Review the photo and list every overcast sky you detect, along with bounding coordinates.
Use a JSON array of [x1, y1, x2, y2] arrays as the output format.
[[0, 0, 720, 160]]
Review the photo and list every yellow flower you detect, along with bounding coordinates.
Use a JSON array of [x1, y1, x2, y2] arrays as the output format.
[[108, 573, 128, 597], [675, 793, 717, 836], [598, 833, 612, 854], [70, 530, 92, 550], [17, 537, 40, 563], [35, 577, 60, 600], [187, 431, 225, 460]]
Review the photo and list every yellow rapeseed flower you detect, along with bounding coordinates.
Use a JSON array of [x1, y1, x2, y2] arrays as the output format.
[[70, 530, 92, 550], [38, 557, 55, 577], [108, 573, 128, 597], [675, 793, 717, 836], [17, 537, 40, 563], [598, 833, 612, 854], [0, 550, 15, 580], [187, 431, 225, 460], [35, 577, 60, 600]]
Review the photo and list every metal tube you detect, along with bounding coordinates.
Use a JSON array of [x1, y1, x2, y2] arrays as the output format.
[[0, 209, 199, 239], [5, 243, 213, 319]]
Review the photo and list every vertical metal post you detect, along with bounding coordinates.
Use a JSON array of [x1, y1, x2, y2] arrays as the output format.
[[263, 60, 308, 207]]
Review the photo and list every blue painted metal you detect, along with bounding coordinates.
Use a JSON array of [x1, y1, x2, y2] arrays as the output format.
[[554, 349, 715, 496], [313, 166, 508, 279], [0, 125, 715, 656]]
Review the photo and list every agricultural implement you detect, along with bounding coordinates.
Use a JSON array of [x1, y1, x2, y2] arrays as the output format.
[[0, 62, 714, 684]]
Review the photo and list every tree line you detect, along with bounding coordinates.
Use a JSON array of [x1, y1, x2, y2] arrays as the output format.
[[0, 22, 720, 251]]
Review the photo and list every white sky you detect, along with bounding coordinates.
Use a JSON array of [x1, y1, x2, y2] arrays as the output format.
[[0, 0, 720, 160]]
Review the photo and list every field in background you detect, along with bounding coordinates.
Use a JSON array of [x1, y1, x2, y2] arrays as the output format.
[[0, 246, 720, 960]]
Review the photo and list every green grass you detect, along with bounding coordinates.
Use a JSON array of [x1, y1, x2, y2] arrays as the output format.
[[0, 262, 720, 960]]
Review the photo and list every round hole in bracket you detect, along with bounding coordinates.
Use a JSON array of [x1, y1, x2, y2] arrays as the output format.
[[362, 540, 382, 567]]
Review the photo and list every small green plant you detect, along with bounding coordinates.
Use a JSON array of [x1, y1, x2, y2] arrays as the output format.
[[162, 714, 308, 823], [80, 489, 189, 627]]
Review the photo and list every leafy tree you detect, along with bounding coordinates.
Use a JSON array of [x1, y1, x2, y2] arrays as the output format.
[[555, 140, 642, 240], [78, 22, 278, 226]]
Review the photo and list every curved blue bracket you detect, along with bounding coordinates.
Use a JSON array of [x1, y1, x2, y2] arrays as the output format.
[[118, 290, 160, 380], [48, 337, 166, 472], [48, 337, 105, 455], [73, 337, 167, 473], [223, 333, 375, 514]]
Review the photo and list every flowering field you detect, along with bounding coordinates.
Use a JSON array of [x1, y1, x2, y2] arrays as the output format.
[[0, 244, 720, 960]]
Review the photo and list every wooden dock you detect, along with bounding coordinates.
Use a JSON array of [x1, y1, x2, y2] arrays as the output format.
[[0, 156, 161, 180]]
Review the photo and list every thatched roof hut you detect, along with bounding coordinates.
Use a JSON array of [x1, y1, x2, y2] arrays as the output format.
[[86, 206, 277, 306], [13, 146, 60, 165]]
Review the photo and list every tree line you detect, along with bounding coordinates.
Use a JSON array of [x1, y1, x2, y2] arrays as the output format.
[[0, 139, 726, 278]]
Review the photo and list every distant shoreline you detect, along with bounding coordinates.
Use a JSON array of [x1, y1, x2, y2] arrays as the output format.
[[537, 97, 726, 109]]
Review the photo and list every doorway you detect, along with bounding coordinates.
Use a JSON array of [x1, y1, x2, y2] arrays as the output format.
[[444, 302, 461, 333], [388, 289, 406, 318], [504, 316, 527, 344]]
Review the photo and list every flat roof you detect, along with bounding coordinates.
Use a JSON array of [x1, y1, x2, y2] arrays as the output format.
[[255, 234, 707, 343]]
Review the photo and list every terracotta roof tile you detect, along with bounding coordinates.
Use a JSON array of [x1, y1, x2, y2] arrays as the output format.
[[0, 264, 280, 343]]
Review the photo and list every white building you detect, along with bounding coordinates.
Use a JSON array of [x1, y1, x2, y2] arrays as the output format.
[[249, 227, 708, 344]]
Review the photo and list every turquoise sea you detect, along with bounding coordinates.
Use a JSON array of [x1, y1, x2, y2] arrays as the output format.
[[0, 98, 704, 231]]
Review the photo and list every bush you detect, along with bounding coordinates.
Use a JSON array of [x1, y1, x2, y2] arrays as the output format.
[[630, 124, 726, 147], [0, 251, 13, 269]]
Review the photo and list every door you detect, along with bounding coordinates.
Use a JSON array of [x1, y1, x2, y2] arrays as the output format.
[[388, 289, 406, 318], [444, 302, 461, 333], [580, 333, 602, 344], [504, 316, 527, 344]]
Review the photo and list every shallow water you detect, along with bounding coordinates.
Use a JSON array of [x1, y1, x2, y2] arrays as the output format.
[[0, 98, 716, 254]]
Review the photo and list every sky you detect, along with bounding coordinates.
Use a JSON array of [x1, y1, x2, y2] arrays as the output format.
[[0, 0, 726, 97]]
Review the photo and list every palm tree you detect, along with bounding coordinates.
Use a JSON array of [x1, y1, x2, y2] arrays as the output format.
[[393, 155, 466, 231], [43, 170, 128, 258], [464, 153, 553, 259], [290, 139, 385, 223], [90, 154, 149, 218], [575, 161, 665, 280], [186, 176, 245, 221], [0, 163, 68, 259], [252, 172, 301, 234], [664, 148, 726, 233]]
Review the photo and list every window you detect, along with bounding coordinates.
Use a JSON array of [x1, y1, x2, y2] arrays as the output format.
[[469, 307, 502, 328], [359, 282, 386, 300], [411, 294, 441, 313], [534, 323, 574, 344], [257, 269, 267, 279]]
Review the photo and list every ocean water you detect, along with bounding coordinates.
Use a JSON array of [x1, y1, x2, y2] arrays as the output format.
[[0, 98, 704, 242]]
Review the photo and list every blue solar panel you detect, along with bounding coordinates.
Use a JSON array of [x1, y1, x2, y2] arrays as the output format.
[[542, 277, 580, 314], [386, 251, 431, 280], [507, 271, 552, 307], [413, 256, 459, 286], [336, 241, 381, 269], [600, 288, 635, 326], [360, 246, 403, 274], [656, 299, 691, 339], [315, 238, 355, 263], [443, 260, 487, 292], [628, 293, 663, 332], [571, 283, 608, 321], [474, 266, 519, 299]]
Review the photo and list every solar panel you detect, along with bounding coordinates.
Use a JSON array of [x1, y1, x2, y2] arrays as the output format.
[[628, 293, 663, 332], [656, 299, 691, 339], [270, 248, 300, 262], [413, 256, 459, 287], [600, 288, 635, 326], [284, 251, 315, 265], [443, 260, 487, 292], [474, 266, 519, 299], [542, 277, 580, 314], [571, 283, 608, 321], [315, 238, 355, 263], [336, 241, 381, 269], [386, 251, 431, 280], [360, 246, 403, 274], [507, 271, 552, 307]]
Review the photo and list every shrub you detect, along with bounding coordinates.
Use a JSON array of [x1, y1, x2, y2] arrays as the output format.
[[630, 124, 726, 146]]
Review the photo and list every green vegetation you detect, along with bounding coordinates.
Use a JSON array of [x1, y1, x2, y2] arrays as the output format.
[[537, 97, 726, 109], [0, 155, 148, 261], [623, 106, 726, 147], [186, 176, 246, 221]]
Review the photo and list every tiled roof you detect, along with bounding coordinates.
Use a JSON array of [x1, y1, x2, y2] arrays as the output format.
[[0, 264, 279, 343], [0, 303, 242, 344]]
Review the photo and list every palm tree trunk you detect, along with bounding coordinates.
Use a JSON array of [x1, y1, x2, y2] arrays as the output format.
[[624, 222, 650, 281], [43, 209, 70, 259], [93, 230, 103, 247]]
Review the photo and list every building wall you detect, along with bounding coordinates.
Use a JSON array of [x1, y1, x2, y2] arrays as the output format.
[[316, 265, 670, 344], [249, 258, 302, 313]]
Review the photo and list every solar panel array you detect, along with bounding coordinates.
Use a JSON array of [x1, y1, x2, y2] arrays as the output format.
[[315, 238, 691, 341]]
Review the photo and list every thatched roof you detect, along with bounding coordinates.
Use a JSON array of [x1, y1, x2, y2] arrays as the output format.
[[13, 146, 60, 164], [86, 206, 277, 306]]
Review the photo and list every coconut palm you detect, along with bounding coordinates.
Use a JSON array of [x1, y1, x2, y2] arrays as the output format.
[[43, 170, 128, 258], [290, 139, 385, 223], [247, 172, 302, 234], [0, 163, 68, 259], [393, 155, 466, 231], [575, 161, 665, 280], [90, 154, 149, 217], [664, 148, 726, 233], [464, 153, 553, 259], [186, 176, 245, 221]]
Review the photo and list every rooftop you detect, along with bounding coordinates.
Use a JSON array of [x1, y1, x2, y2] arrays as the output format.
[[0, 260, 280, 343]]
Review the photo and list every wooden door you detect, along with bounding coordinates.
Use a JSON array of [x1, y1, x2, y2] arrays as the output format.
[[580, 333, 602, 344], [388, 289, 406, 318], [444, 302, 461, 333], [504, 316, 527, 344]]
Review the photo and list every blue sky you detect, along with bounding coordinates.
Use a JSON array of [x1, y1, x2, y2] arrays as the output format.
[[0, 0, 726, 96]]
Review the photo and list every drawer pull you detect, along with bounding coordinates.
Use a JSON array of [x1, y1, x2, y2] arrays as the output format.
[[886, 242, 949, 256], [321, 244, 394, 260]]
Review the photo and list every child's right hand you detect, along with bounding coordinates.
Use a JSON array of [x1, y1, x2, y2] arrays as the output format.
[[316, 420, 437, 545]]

## The exercise
Copy out, without alteration, the portion of the records that begins with the line containing "Review the photo and list every green grass" and ends with the line containing "[[362, 540, 382, 567]]", including both of those lines.

## Answer below
Review the photo and list every green grass you detect, along with bounding coordinates.
Use a JSON array of [x1, y1, x2, y2] arrays as the output format.
[[0, 262, 720, 960]]
Review the photo and list every round hole in bracket you detect, along with bounding coordinates.
Use a JSON array of [x1, y1, x2, y2] arrays as the output format.
[[362, 540, 382, 567]]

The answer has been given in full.